# Required task A
Extract every line of the listing below that contains the string "wall", treating uppercase and lowercase as different.
--- begin Selection ---
Particular embodiments may comprise one or more of the following features. The outer liner may comprise a plurality of vents passing through the outer liner, the inner liner may comprise a plurality of channels passing through the inner liner, and the plurality of channels may at least partially overlap with the plurality of vents to form a plurality of apertures from outside the helmet to inside the helmet. Each of the plurality of vents may be beveled at the interior surface of the outer liner, and each of the plurality of channels may be beveled at the exterior surface of the inner liner. The interior surface of the outer liner may comprise at least one ridge proximate an edge of the inner liner, and the inner liner may be directly coupled to the at least one ridge. The inner liner may be directly coupled to the interior surface of the outer liner through at least one return spring, the at least one return spring composed of an elastomer material. At least one of the interior surface of the outer liner and the exterior surface of the inner liner may comprise a surface of reduced friction. An air gap may exist between a majority of the exterior surface of the inner liner and the interior surface of the outer liner.
--- end Selection ---
--- begin Recorded data ---
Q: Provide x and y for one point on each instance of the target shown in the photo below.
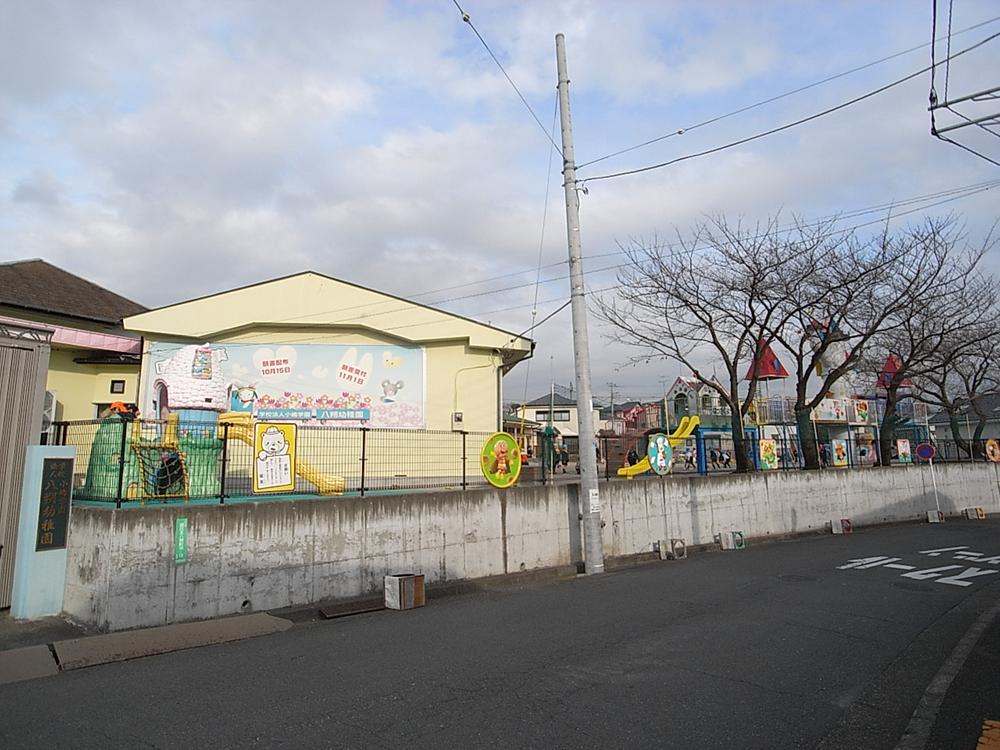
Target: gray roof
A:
(42, 287)
(556, 400)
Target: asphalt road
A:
(776, 646)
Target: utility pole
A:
(590, 498)
(612, 386)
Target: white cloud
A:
(168, 151)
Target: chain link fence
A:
(121, 460)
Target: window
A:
(557, 416)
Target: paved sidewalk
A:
(971, 709)
(43, 648)
(22, 633)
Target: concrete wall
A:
(249, 557)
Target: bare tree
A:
(945, 321)
(717, 291)
(861, 289)
(961, 375)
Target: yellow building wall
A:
(79, 387)
(456, 378)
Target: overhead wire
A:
(777, 97)
(786, 126)
(565, 302)
(919, 203)
(538, 272)
(946, 197)
(468, 19)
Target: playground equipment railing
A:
(133, 461)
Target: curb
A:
(77, 653)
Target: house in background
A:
(565, 420)
(967, 419)
(690, 397)
(93, 361)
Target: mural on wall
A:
(903, 451)
(830, 410)
(768, 454)
(341, 385)
(993, 450)
(659, 453)
(839, 452)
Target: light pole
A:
(590, 510)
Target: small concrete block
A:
(677, 550)
(404, 591)
(26, 664)
(733, 540)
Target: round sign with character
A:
(500, 460)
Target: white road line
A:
(961, 579)
(936, 552)
(923, 575)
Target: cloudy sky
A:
(171, 150)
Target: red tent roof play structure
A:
(766, 366)
(889, 369)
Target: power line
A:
(952, 194)
(541, 247)
(747, 108)
(967, 148)
(947, 196)
(468, 20)
(565, 302)
(786, 126)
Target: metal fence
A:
(123, 461)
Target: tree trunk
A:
(956, 432)
(807, 438)
(978, 446)
(743, 464)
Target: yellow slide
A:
(682, 433)
(241, 428)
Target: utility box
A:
(404, 591)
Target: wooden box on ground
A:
(404, 591)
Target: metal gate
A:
(24, 363)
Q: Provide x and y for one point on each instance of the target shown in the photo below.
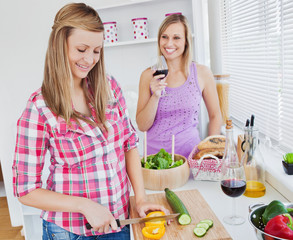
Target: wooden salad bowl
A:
(158, 180)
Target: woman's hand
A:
(143, 207)
(98, 216)
(157, 84)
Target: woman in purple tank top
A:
(185, 85)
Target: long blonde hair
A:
(58, 80)
(187, 54)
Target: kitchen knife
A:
(141, 220)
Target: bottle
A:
(230, 152)
(253, 164)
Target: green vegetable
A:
(273, 209)
(199, 232)
(162, 160)
(202, 227)
(178, 207)
(288, 158)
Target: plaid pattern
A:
(84, 161)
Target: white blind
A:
(257, 41)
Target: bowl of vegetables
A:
(272, 221)
(288, 163)
(160, 172)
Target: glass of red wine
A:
(161, 67)
(233, 184)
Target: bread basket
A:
(208, 167)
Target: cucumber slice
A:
(199, 232)
(184, 219)
(206, 226)
(208, 221)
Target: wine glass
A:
(161, 67)
(233, 183)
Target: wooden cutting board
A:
(197, 208)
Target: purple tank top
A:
(177, 114)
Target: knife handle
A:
(88, 226)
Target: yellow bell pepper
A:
(157, 223)
(154, 232)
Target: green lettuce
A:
(161, 160)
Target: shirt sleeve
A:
(130, 135)
(30, 151)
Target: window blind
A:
(257, 42)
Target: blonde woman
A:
(185, 85)
(79, 118)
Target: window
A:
(257, 41)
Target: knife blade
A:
(141, 220)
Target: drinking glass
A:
(233, 184)
(161, 67)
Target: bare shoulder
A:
(146, 75)
(203, 70)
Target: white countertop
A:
(222, 205)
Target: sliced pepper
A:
(280, 226)
(273, 209)
(154, 232)
(156, 223)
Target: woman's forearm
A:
(133, 168)
(215, 124)
(145, 118)
(51, 201)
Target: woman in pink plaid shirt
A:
(78, 121)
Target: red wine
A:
(158, 72)
(233, 188)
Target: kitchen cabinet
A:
(127, 58)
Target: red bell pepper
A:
(280, 226)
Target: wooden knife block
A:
(239, 142)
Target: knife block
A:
(239, 142)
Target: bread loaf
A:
(212, 142)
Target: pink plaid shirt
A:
(84, 161)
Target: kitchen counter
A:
(222, 205)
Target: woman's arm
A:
(148, 103)
(99, 217)
(133, 167)
(210, 97)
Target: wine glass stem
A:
(233, 207)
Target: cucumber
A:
(178, 207)
(199, 232)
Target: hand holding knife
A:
(141, 220)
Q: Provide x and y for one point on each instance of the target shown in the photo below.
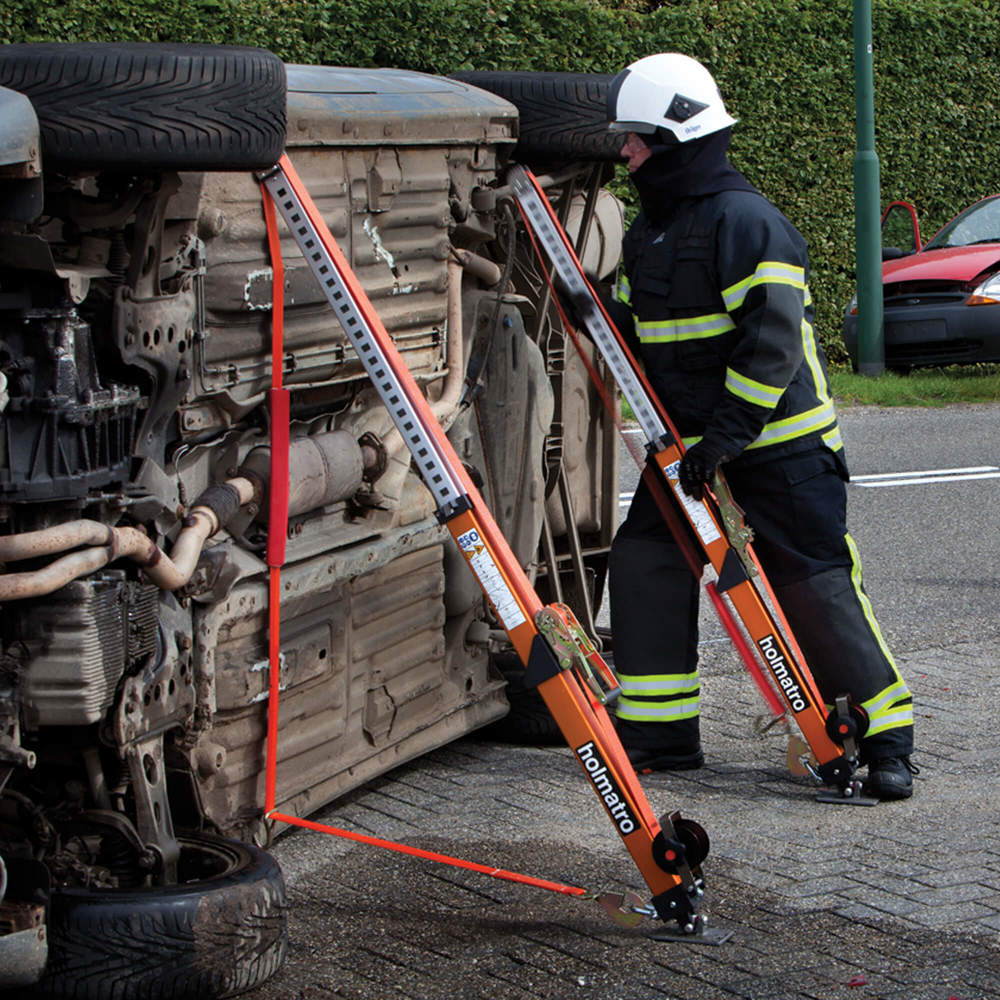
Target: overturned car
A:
(135, 365)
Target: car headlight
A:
(987, 294)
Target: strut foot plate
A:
(852, 795)
(704, 935)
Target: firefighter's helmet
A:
(669, 92)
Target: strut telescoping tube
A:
(702, 530)
(565, 666)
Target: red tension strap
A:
(277, 527)
(419, 852)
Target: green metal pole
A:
(867, 200)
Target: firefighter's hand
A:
(698, 467)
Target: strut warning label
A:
(490, 579)
(616, 803)
(700, 518)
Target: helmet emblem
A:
(682, 108)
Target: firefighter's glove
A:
(698, 467)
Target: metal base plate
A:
(835, 796)
(707, 935)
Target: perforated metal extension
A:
(434, 469)
(590, 312)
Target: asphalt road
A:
(896, 902)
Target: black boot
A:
(647, 761)
(891, 778)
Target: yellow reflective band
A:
(890, 709)
(779, 431)
(768, 272)
(812, 359)
(886, 700)
(639, 711)
(866, 607)
(690, 328)
(753, 392)
(653, 684)
(833, 440)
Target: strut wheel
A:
(690, 845)
(692, 835)
(852, 726)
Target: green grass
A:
(921, 387)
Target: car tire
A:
(143, 106)
(210, 936)
(562, 115)
(529, 721)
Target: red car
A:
(941, 302)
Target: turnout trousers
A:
(796, 506)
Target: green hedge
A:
(784, 66)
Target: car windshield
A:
(978, 224)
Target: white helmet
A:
(667, 91)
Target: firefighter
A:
(714, 299)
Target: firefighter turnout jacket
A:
(722, 318)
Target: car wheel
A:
(143, 106)
(562, 115)
(529, 722)
(220, 931)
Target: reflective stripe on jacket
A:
(722, 319)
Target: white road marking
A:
(924, 476)
(915, 478)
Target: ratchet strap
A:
(559, 659)
(772, 655)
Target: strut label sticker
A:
(490, 579)
(607, 788)
(777, 665)
(700, 518)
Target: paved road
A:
(900, 901)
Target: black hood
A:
(686, 170)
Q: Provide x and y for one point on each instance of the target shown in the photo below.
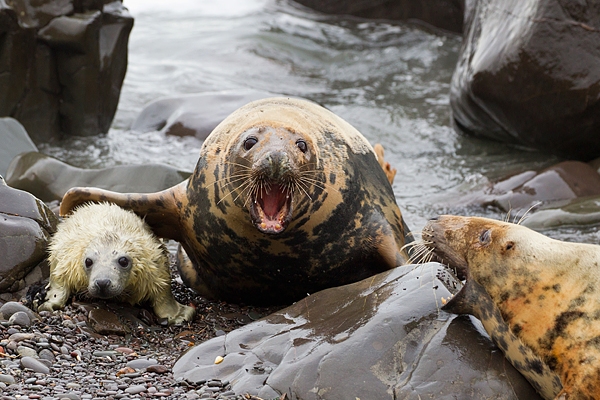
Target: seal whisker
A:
(241, 187)
(319, 184)
(525, 214)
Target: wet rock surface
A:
(69, 78)
(13, 141)
(381, 338)
(26, 224)
(526, 75)
(49, 179)
(531, 190)
(193, 115)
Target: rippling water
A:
(390, 80)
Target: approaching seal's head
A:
(271, 168)
(546, 291)
(110, 253)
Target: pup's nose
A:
(103, 284)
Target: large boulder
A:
(26, 225)
(49, 179)
(381, 338)
(528, 75)
(444, 14)
(62, 63)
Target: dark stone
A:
(62, 64)
(13, 141)
(26, 224)
(444, 14)
(565, 181)
(383, 338)
(192, 115)
(48, 178)
(527, 75)
(105, 322)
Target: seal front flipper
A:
(474, 300)
(160, 210)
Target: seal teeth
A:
(271, 208)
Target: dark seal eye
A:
(249, 143)
(485, 237)
(123, 262)
(302, 145)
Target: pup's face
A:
(108, 269)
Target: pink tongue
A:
(271, 201)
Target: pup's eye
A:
(302, 145)
(249, 143)
(485, 237)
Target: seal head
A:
(286, 199)
(272, 168)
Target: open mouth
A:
(271, 208)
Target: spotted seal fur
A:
(546, 292)
(110, 253)
(286, 199)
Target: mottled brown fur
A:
(84, 255)
(546, 290)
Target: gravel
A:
(58, 355)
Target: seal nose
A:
(277, 163)
(102, 284)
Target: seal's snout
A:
(103, 289)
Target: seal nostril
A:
(102, 284)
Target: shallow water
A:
(390, 80)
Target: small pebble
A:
(35, 365)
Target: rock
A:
(384, 337)
(48, 355)
(565, 181)
(26, 224)
(25, 351)
(136, 389)
(105, 322)
(578, 212)
(35, 365)
(48, 178)
(527, 75)
(7, 379)
(14, 141)
(141, 363)
(192, 115)
(69, 77)
(8, 309)
(20, 318)
(445, 14)
(157, 369)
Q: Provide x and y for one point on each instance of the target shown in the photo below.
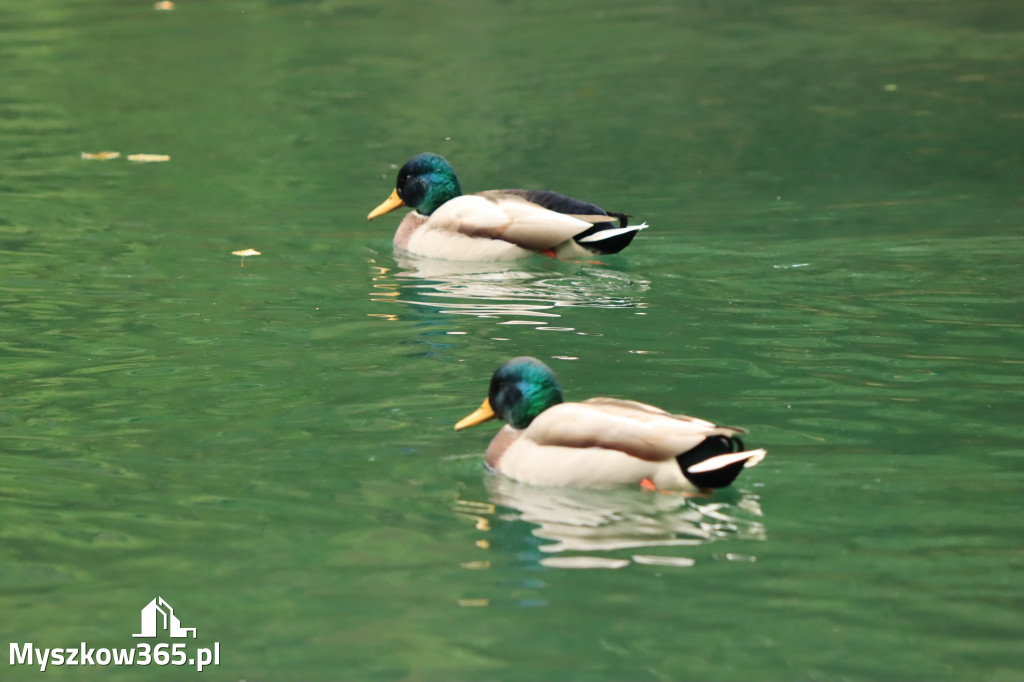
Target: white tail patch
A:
(608, 233)
(750, 458)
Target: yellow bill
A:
(390, 204)
(482, 414)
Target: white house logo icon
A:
(171, 622)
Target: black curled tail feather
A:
(624, 218)
(709, 448)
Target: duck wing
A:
(507, 217)
(553, 201)
(640, 430)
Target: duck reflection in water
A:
(611, 520)
(503, 289)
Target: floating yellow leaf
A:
(246, 252)
(474, 602)
(147, 158)
(100, 156)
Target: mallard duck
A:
(498, 224)
(601, 442)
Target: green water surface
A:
(835, 261)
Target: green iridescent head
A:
(426, 181)
(520, 390)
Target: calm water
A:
(834, 262)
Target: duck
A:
(498, 224)
(601, 441)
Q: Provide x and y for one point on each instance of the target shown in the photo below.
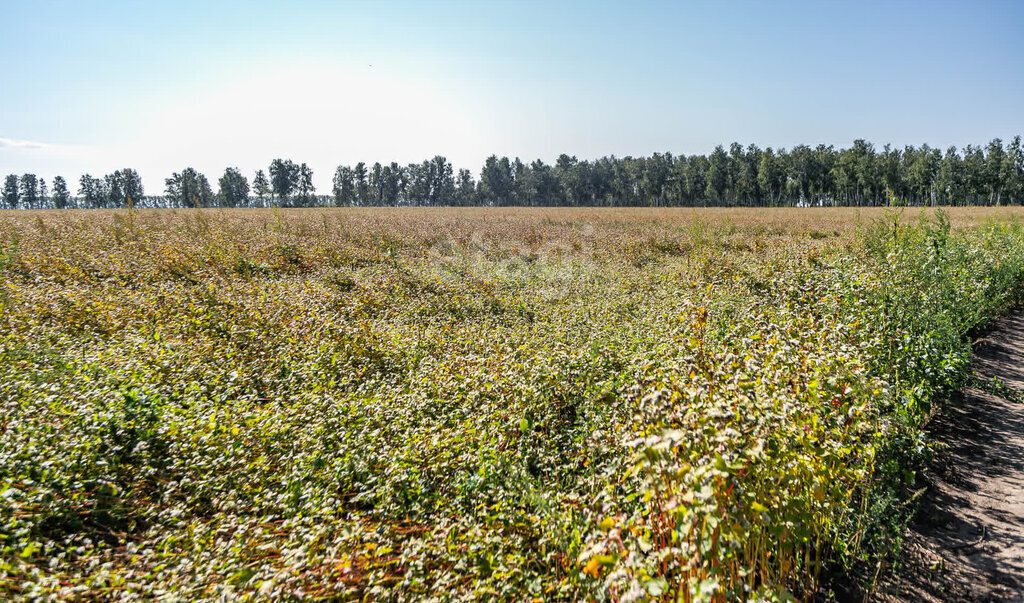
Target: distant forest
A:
(860, 175)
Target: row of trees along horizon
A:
(859, 175)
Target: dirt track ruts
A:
(967, 541)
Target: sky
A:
(92, 87)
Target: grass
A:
(466, 403)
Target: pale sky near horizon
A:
(159, 86)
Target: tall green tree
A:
(496, 181)
(233, 188)
(344, 186)
(284, 179)
(11, 190)
(30, 190)
(261, 186)
(61, 198)
(92, 190)
(361, 179)
(189, 188)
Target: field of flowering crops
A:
(462, 404)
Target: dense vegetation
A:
(859, 175)
(394, 404)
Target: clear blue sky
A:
(159, 86)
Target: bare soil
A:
(967, 541)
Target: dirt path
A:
(967, 542)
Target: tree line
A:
(859, 175)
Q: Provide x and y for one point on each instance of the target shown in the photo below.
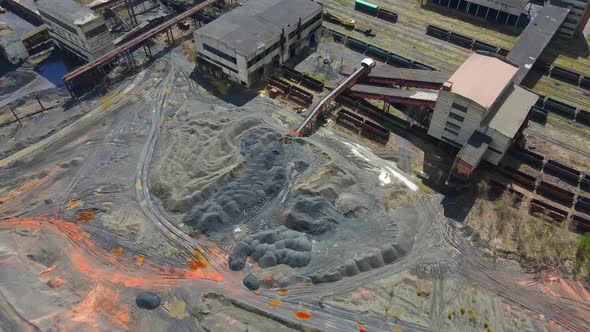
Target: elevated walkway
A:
(412, 78)
(393, 95)
(536, 37)
(134, 43)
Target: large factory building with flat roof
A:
(246, 43)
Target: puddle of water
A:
(54, 68)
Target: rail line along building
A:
(246, 43)
(76, 28)
(508, 12)
(481, 111)
(514, 12)
(577, 18)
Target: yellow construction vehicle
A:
(346, 22)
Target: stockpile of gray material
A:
(251, 282)
(372, 259)
(263, 175)
(272, 247)
(201, 152)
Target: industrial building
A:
(513, 12)
(11, 46)
(481, 111)
(577, 18)
(502, 11)
(76, 28)
(247, 42)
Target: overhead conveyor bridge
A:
(403, 77)
(321, 108)
(132, 44)
(394, 95)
--- end Recorded data ---
# Required task B
In the helmet liner passage, what material is the return spring composed of?

# Answer A
Target: concrete wall
Target: yellow building wall
Target: mural on wall

# Answer B
An elastomer material.